> WHAT TO DO
(a) Answer these from the documentation excerpt on criteria, one answer per line, marked (i), (ii), (iii):
(i) What does a True value of is_enumerated indicate?
(ii) Which preference direction is a synonym for decreasing?
(iii) For which criteria is single_peaked intended?
(b) Pick up the documentation excerpt on criteria where it stops and keep writing in the same style.

The type of values for this criterion.

property is_real: bool

True if the criterion is real-valued.

property is_integer: bool

True if the criterion is integer-valued.

property is_enumerated: bool

True if the criterion takes enumerated values.

class PreferenceDirection

What values are preferred for a criterion.

class property increasing: PreferenceDirection

For criteria where higher numerical values are known to be better.

class property decreasing: PreferenceDirection

For criteria where lower numerical values are known to be better.

class property single_peaked: PreferenceDirection

For criteria where intermediate numerical values are known to be better.

class property isotone: PreferenceDirection

Synonym for increasing.

class property antitone: PreferenceDirection

Synonym for decreasing.

class RealValues

Descriptor of the real values allowed for a criterion.

> PROVIDED MATERIAL
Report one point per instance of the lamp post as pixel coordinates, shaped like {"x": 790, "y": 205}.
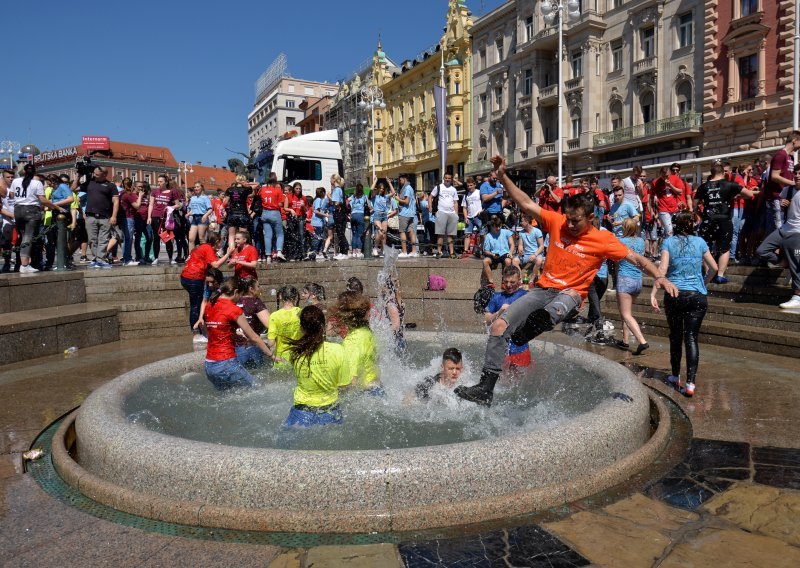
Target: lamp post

> ANSWERS IN ORDER
(a)
(i) The criterion takes enumerated values.
(ii) antitone
(iii) For criteria where intermediate numerical values are known to be better.

(b)
__init__(preference_direction: PreferenceDirection, min_value: float, max_value: float)

Parameters map exactly to attributes with identical names.

property min_value: float

The minimum value allowed for this criterion.

property max_value: float

The maximum value allowed for this criterion.

property preference_direction: PreferenceDirection

The preference direction for this criterion.

property is_increasing: bool

True if the criterion has increasing preference direction.

property is_decreasing: bool

True if the criterion has decreasing preference direction.

property is_single_peaked: bool

True if the criterion has single-peaked preference direction.

property real_values: RealValues

Descriptor of the real values allowed for this criterion, accessible if is_real.

class IntegerValues

Descriptor of the integer values allowed for a criterion.

__init__(preference_direction: PreferenceDirection, min_value: int, max_value: int)

Parameters map exactly to attributes with identical names.

property min_value: float

The minimum value allowed for this criterion.

property max_value: float

The maximum value allowed for this criterion.

property preference_direction: PreferenceDirection

The preference direction for this criterion.

property is_increasing: bool

True if the criterion has increasing preference direction.

property is_decreasing: bool

True if the criterion has decreasing preference direction.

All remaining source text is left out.